Extracted entries ▸
*** Block opens ***

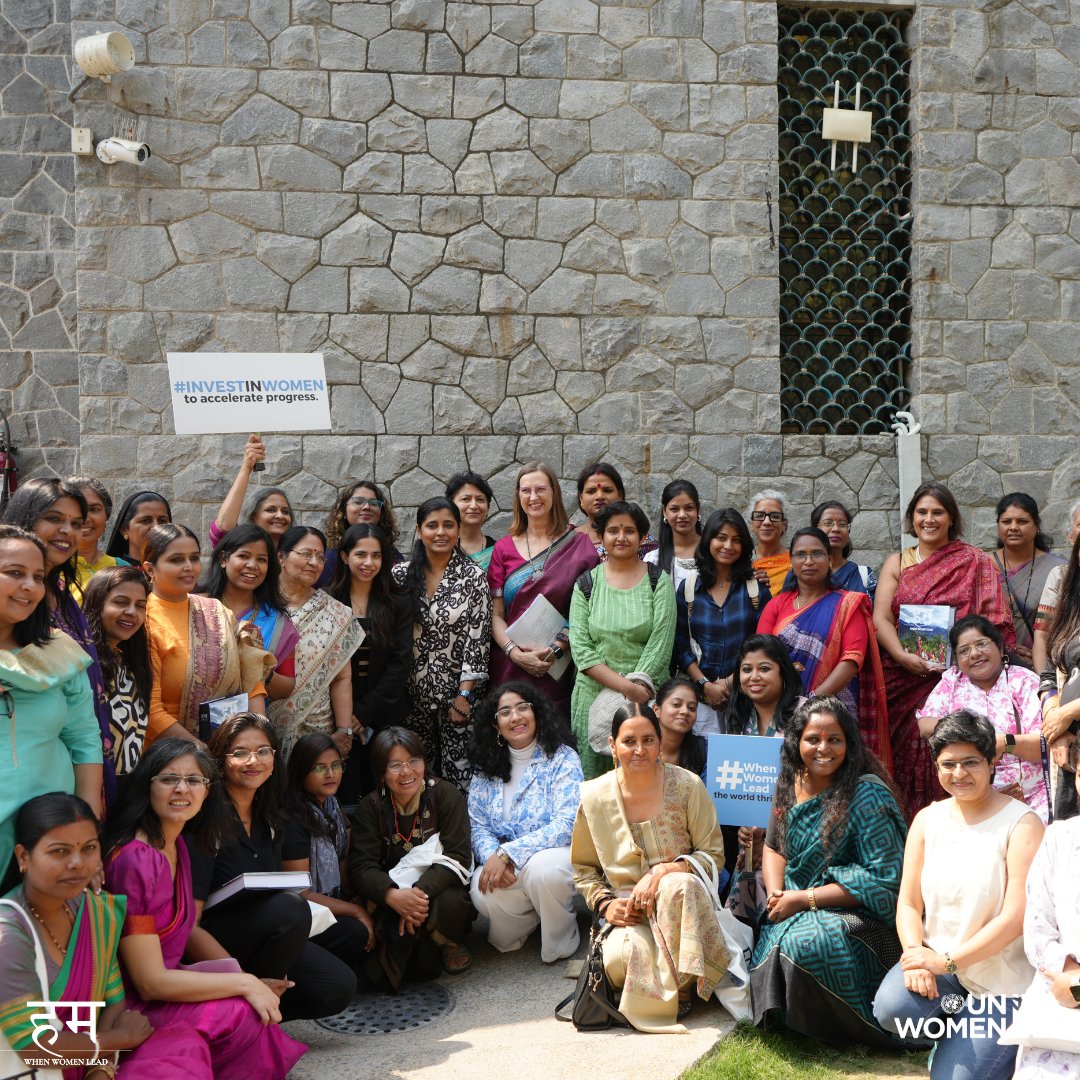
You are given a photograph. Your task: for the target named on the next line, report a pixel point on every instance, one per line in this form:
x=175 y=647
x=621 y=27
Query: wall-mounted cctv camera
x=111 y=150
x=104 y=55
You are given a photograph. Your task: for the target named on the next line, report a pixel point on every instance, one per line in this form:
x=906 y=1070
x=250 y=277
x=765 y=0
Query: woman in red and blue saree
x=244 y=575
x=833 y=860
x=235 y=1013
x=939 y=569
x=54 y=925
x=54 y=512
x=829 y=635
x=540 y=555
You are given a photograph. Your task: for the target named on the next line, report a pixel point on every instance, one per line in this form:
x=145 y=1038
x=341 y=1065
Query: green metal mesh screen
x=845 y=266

*** Block closes ***

Assignment ▸
Reproduce the whole listing word for word, setting aside any pictures.

Answer section ▸
You are given a photograph. Your task: for the target named on the next line, report a pixel point on every instance, one per line in this form:
x=175 y=647
x=621 y=27
Query: wall-mounted cctv camera
x=111 y=150
x=104 y=55
You are given a photograph. Your task: for the target named on the next line, report a pixel point on every instance, one per line in this form:
x=906 y=1070
x=250 y=277
x=765 y=0
Query: woman in red and blue saree
x=244 y=575
x=833 y=860
x=235 y=1013
x=939 y=569
x=54 y=925
x=54 y=512
x=829 y=635
x=540 y=555
You are given a photograph. Your task: for the target named on the next line, report a pixel point on every instance, one per line in this form:
x=145 y=1038
x=341 y=1065
Query: green metal mesh screen
x=845 y=266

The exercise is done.